▶ WHAT IS BEING ASKED:
Change every "Target" in the data below to "Object", and copy the rest of the data without any other edits.

▶ EXERCISE MATERIAL:
---

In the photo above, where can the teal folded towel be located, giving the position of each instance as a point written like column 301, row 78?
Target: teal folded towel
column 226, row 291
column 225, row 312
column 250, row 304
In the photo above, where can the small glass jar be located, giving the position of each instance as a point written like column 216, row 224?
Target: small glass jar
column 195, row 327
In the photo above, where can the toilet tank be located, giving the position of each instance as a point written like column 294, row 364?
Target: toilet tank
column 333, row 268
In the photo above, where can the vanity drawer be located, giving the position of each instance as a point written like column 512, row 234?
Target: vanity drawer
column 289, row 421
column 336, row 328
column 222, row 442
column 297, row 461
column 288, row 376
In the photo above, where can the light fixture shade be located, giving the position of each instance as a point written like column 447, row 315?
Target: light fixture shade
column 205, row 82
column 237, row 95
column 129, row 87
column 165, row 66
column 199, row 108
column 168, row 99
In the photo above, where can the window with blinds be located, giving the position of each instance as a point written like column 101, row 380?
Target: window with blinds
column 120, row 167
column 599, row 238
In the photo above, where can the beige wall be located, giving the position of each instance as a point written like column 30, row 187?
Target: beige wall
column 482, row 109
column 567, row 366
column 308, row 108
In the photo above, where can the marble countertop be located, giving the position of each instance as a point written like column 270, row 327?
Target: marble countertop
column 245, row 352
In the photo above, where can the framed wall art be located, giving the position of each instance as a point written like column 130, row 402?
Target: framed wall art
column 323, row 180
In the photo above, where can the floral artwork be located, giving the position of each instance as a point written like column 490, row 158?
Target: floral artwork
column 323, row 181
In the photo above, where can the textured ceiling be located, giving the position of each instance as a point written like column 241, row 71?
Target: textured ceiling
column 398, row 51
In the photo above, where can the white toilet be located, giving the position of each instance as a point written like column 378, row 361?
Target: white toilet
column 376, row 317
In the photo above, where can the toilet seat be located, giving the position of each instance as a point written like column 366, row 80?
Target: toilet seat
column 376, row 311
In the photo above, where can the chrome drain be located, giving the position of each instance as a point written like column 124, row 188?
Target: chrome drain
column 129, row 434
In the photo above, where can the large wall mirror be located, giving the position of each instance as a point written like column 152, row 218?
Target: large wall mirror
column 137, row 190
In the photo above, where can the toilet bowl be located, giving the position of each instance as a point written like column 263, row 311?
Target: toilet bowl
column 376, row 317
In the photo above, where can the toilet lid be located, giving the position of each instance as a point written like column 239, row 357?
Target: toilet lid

---

▶ WORKED SOLUTION:
In the photo above, where can the teal folded towel be located, giving the position of each instance as a point written like column 301, row 78?
Object: teal folded towel
column 226, row 291
column 225, row 312
column 250, row 304
In the photo above, where can the small glass jar be located, giving the position of each instance as a point written like column 216, row 224?
Object: small glass jar
column 195, row 327
In the photo above, where can the toilet tank be located, giving the position of each instance as a point written like column 294, row 364?
Object: toilet tank
column 333, row 268
In the photo above, where can the vanity drawer be located, giving the position of each instance as a point written like column 512, row 234?
Object: vanity drawer
column 289, row 421
column 336, row 328
column 222, row 442
column 297, row 461
column 288, row 376
In the photo above, where can the light fixture shade be located, giving the position of each instance as a point written like column 447, row 315?
Object: light fixture shade
column 205, row 82
column 237, row 95
column 129, row 87
column 165, row 66
column 199, row 108
column 168, row 99
In the photo above, where can the window with blinds be located, giving the position of each instance as a point written like column 101, row 380?
Object: window with blinds
column 120, row 167
column 599, row 238
In the photo above, where can the beige wall be located, giving the position of each instance as a point written like column 30, row 187?
Object: beige wall
column 482, row 109
column 567, row 366
column 308, row 108
In the photo above, where can the marble countertop be located, giving the position of each instance as a point written like column 270, row 327?
Object: marble countertop
column 245, row 352
In the photo above, where can the framed wall art be located, giving the position of each instance as a point written like column 130, row 402?
Object: framed wall art
column 323, row 180
In the photo above, where can the floral artwork be located, giving the position of each instance as a point written like column 490, row 158?
Object: floral artwork
column 323, row 181
In the photo above, where can the textured ceiling be located, giving the position of each instance as a point written like column 241, row 71?
Object: textured ceiling
column 398, row 51
In the photo above, where can the white toilet be located, giving the position of each instance as a point written like column 378, row 361?
Object: white toilet
column 376, row 317
In the photo above, where can the toilet seat be located, giving the position of each instance as a point written like column 366, row 80?
Object: toilet seat
column 376, row 311
In the photo above, where can the chrome drain be located, giving the position of each instance as a point written like column 124, row 188?
Object: chrome drain
column 129, row 434
In the photo above, where can the large wall mirror be located, giving the position of each instance as a point written like column 152, row 218?
Object: large wall mirror
column 137, row 190
In the photo above, where can the toilet bowl be located, giving the position of each instance as a point written like column 263, row 311?
Object: toilet bowl
column 376, row 317
In the photo above, where can the toilet lid be located, giving the position of each instance as a point written like column 239, row 357?
Object: toilet lid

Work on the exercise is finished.